● Excerto para ler
Sunday, September 25, 2011

Julião Sarmento e o Sexo




O prazer orgiástico de fazer arte*





Julião Sarmento tem um trabalho que se caracteriza por um uso variado da pintura, desenho, vídeo, escultura, instalação. Um conjunto heterogéneo de ferramentas através das quais constrói um universo em que a sensualidade, a sedução, a nudez feminina e o sexo têm um papel fundamental.

Não se pode dizer que o seu trabalho seja só sobre sexo, mas o desejo e a pulsão sexual são, indubitalvelmente, os motores principais do seu universo criativo. Sarmento não sabe identificar qual o elemento preciso que o atrai: “no sexo, tudo me atrai” disse ao Ípsilon. E, para tornar a questão mais objectiva, acrescenta que o seu interesse não é meramente artístico porque “nesta questão, como noutras, não existe um lado pessoal e um lado artístico. Eu faço parte do trabalho e ele faz parte de mim. Eu sou o que o meu trabalho é. E se me interesso por alguma coisa, o trabalho tem de espelhar isso e não há mais volta a dar. E o sexo é um dos motores mais importantes da vida. Quando o sexo é bom, tudo é bom. Não é?”

● Tarefa proposta 1
Cita do texto sobre Julião Sarmento o trecho que começa em "O prazer orgiástico" e vai até "um papel fundamental.".

[Entradas de um conjunto de anotações por pontos]
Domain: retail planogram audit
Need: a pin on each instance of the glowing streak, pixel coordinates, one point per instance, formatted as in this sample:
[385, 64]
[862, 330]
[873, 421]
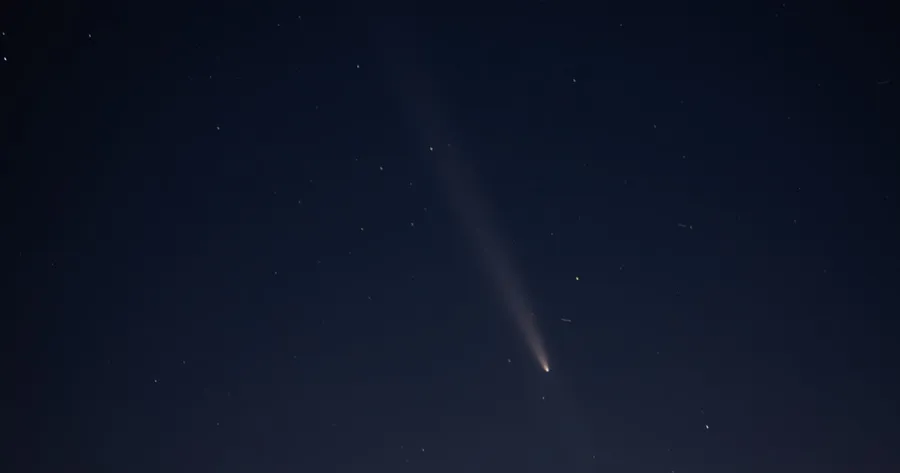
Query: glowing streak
[472, 210]
[417, 96]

● Tarefa proposta 2
Extrai dos registos todas as linhas que contêm a palavra "streak". Distingue maiúsculas de minúsculas.

● Resultado final 1
O prazer orgiástico de fazer arte*





Julião Sarmento tem um trabalho que se caracteriza por um uso variado da pintura, desenho, vídeo, escultura, instalação. Um conjunto heterogéneo de ferramentas através das quais constrói um universo em que a sensualidade, a sedução, a nudez feminina e o sexo têm um papel fundamental.

● Resultado final 2
Need: a pin on each instance of the glowing streak, pixel coordinates, one point per instance, formatted as in this sample:
Query: glowing streak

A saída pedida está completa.